▶ Objective
Please copy out the rows below exactly as they appear, from the line containing "[locate] the metal" through the line containing "<point>410,474</point>", inclusive.

▶ Records for processing
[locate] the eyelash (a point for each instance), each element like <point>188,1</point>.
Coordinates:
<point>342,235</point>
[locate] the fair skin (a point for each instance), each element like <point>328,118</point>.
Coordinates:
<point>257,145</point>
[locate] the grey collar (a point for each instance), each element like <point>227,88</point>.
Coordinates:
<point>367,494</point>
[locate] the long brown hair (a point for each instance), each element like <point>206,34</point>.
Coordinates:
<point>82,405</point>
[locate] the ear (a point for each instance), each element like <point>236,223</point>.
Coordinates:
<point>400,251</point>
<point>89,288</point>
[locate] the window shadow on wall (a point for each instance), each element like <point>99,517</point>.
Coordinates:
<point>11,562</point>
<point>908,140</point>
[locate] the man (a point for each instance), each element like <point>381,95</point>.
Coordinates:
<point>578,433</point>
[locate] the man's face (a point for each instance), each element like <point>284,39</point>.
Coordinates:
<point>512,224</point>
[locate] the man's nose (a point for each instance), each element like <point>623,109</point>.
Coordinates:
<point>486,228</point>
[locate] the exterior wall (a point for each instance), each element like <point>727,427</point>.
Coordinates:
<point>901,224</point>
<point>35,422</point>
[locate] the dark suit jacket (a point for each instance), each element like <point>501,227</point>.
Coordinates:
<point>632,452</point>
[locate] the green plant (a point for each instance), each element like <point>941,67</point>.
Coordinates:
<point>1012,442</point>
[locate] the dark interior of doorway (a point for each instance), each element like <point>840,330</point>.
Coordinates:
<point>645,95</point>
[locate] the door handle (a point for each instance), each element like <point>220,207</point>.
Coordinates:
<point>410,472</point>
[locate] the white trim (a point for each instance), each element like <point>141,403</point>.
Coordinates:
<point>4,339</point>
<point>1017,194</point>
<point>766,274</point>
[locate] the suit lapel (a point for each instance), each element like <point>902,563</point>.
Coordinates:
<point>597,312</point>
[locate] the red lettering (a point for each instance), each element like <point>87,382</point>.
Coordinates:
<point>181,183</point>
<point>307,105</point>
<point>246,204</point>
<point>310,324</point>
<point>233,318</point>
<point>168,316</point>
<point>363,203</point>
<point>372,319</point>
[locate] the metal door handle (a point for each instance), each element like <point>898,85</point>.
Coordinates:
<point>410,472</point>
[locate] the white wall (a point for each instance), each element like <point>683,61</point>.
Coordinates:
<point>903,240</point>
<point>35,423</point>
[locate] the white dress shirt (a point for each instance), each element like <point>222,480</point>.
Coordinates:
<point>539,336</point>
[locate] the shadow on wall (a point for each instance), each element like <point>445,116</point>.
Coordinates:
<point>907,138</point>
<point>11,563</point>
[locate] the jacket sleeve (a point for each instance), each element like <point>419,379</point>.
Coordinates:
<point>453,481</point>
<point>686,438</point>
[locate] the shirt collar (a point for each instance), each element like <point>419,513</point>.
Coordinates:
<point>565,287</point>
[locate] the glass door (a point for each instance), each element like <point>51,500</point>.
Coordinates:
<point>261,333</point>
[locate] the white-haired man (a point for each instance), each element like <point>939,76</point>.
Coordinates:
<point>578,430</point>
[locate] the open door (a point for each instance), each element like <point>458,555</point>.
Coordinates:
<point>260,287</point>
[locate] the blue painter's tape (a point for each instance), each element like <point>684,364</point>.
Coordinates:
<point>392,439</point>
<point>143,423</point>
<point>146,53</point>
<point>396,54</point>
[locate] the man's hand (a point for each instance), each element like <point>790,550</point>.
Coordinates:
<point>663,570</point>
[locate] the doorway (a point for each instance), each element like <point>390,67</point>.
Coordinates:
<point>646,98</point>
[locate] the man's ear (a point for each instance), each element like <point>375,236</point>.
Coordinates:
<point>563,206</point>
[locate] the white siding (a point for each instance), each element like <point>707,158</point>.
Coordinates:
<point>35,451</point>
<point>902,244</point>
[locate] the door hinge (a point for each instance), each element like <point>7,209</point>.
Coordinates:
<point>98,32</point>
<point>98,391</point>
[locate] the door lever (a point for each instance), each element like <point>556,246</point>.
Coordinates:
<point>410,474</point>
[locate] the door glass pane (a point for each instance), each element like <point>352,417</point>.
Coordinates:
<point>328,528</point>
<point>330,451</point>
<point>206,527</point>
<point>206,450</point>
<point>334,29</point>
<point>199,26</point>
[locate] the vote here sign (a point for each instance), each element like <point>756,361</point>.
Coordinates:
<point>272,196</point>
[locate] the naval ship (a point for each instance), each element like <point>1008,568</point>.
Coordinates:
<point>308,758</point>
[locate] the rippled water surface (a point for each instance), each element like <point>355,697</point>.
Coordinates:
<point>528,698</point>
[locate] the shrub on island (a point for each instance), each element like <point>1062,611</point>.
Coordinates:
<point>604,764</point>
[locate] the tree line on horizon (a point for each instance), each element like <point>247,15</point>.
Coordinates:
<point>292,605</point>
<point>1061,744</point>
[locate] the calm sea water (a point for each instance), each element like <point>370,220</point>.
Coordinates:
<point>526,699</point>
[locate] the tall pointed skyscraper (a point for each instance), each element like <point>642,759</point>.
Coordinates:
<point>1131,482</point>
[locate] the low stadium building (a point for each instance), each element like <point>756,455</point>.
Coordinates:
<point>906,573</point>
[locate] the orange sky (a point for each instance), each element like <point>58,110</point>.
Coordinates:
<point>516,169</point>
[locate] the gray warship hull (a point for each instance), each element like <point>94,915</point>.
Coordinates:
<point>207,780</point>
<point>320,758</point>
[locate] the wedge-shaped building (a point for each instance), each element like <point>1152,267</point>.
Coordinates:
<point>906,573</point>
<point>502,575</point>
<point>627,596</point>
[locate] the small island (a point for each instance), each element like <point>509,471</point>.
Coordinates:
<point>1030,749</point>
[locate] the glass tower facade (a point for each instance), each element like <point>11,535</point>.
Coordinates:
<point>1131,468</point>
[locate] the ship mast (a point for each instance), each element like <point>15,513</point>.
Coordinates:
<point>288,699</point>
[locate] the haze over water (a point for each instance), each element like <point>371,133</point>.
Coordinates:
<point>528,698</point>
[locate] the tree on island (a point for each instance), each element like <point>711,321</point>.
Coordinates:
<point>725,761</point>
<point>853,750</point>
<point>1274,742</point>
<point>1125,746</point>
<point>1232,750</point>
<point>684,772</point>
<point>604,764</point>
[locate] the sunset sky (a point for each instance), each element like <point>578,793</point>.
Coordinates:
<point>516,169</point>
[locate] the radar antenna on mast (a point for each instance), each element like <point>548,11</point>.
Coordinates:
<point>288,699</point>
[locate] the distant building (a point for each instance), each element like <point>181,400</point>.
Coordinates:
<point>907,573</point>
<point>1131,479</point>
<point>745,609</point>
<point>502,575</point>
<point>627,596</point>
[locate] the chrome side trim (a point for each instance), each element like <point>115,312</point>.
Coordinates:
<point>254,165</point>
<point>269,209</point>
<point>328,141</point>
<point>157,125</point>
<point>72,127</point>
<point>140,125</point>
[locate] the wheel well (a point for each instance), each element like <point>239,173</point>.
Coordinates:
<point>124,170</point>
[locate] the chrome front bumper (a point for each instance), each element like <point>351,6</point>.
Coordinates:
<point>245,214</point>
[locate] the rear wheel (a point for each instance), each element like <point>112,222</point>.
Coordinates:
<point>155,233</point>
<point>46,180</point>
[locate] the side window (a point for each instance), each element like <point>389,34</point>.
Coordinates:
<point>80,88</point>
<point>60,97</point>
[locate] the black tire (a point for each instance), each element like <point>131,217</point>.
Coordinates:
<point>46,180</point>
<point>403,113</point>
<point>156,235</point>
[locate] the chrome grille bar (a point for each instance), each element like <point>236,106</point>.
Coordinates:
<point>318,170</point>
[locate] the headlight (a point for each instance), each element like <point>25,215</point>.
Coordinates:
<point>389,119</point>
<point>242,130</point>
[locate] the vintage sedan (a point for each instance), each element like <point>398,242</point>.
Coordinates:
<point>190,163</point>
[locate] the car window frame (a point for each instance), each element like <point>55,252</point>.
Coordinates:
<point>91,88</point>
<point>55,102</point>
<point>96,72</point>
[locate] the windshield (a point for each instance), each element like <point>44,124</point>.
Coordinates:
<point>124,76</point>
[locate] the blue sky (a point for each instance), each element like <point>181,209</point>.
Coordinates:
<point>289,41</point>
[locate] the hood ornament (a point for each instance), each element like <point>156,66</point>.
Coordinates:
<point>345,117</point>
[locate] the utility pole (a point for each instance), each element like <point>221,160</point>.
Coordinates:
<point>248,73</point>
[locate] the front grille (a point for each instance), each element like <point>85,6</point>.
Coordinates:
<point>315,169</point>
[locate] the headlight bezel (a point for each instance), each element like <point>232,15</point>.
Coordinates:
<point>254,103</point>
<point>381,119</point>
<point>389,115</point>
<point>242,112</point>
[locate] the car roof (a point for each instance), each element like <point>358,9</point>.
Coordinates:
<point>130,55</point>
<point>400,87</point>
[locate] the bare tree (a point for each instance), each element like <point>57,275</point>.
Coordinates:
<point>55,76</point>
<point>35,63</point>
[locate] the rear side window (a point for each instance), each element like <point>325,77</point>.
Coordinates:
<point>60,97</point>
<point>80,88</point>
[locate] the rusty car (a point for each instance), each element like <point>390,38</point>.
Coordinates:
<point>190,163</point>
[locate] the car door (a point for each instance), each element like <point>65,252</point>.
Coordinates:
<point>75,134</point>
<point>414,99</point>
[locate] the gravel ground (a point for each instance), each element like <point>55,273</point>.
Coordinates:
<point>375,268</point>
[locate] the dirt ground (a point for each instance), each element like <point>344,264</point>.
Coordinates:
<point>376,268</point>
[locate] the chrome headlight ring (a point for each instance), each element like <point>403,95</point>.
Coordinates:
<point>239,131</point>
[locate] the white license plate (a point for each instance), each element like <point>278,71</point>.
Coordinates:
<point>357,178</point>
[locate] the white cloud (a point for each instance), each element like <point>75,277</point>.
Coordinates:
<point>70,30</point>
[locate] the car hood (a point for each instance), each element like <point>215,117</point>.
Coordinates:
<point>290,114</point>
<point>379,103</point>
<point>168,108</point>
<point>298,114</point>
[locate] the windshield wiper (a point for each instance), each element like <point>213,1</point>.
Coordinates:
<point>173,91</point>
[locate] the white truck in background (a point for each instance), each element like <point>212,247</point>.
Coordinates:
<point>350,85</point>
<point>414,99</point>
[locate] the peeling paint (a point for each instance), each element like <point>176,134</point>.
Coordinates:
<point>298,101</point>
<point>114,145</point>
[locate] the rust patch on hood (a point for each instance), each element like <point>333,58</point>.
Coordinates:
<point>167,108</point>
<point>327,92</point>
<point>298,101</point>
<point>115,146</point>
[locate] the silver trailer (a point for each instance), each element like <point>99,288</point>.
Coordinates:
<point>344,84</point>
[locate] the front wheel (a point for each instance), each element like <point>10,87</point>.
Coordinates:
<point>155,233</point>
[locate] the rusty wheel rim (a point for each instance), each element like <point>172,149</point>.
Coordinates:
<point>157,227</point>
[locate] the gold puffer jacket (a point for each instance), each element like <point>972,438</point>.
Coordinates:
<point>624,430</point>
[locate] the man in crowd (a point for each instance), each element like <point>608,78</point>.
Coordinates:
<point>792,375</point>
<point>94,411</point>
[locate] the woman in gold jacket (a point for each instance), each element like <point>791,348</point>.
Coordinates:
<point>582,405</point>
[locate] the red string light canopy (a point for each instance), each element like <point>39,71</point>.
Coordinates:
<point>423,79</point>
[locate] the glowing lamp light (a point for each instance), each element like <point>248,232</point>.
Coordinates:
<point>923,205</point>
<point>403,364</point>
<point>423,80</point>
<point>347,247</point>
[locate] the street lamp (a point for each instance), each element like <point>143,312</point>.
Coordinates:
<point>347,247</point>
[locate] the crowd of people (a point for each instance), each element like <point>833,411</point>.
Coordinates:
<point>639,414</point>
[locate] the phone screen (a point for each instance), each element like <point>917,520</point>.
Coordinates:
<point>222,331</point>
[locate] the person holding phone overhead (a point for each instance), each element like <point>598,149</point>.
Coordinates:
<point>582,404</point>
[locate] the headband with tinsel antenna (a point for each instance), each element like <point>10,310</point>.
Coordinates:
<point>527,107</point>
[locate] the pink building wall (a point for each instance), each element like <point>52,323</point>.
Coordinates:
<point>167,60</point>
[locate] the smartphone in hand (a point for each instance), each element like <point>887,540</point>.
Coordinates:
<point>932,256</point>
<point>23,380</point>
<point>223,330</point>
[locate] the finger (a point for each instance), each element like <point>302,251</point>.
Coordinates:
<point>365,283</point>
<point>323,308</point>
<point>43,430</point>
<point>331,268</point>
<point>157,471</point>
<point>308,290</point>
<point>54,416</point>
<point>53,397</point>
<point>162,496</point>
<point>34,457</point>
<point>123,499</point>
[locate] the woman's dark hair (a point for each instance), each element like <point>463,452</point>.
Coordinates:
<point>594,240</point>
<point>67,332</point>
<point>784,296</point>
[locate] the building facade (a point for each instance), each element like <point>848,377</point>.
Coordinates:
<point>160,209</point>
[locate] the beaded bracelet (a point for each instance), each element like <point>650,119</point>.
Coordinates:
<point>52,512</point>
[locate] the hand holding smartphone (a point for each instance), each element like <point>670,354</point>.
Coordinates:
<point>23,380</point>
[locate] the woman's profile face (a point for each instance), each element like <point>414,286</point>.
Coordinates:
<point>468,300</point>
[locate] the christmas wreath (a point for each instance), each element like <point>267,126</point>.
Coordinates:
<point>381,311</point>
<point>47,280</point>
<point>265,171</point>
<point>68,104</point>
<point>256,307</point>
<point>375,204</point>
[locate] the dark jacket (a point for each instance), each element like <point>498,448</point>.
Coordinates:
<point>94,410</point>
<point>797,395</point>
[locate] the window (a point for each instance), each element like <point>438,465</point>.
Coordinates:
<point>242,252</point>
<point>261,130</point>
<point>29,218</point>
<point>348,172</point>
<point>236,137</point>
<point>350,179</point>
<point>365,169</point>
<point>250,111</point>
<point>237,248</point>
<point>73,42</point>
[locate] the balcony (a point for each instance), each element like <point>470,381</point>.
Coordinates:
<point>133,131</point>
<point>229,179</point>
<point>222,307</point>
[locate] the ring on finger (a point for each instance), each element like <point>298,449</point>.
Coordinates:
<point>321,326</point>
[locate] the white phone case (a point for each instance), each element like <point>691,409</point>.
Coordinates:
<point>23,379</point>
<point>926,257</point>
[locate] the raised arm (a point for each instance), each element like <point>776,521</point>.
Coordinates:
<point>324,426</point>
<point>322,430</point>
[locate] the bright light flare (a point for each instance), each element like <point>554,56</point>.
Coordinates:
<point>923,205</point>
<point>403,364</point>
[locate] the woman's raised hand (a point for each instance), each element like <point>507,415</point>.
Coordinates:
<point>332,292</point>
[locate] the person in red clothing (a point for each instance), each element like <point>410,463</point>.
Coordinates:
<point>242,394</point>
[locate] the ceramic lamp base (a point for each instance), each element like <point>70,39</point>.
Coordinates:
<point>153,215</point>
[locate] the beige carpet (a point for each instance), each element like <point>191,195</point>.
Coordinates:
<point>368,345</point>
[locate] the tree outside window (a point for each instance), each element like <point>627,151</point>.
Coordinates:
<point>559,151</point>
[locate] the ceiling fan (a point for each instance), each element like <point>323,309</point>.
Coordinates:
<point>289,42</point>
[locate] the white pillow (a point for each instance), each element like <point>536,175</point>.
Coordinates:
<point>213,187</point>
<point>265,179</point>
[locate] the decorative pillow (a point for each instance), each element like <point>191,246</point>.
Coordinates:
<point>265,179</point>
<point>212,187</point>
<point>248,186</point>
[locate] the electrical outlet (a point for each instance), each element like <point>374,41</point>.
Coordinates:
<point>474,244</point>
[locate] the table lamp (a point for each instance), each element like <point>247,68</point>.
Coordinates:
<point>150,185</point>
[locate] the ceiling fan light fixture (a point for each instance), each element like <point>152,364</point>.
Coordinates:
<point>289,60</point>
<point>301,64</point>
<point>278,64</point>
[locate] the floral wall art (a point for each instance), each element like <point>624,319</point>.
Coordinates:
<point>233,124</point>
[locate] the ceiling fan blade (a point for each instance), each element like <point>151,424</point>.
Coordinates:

▶ Correct response
[locate] the metal door handle (a point for each instance), each element like <point>898,85</point>.
Coordinates:
<point>410,472</point>
[locate] the white wall (a point for each instance), each element like <point>683,61</point>.
Coordinates:
<point>903,240</point>
<point>35,423</point>
[locate] the white dress shirt (a point for each instance), each element like <point>222,480</point>.
Coordinates:
<point>539,336</point>
[locate] the shadow on wall (a point for each instance), each element like <point>445,116</point>.
Coordinates:
<point>907,138</point>
<point>11,563</point>
[locate] the jacket sleeve (a point for each instance), each element like <point>419,379</point>.
Coordinates:
<point>453,481</point>
<point>686,438</point>
[locate] the shirt collar (a point for each instance), each element like <point>419,513</point>.
Coordinates:
<point>565,287</point>
[locate] the glass door (a point for each instance), each element like <point>51,500</point>.
Coordinates:
<point>261,333</point>
[locate] the white-haired man (a point for each instance), each element like <point>939,76</point>.
Coordinates:
<point>578,430</point>
[locate] the open door (a point for each instance), each element like <point>458,555</point>.
Coordinates:
<point>260,287</point>
[locate] the blue painter's tape (a point for each instance), each element like <point>684,364</point>.
Coordinates:
<point>392,439</point>
<point>143,423</point>
<point>146,53</point>
<point>396,54</point>
[locate] the man's hand (a point for each instance), each element like <point>790,550</point>.
Coordinates:
<point>663,570</point>
[locate] the doorway (a point for each instance), each element like <point>390,67</point>.
Coordinates:
<point>646,98</point>
[locate] the man's ear (a point for each instance), each element like <point>375,236</point>.
Coordinates:
<point>563,206</point>
[locate] the white siding (a point for each instance), each element like <point>707,158</point>.
Coordinates:
<point>35,451</point>
<point>902,244</point>
[locate] the door hinge (a point for each instance), each element like <point>7,209</point>.
Coordinates:
<point>98,32</point>
<point>98,391</point>
[locate] the door lever (a point for each instance), each element like <point>556,246</point>.
Coordinates:
<point>410,474</point>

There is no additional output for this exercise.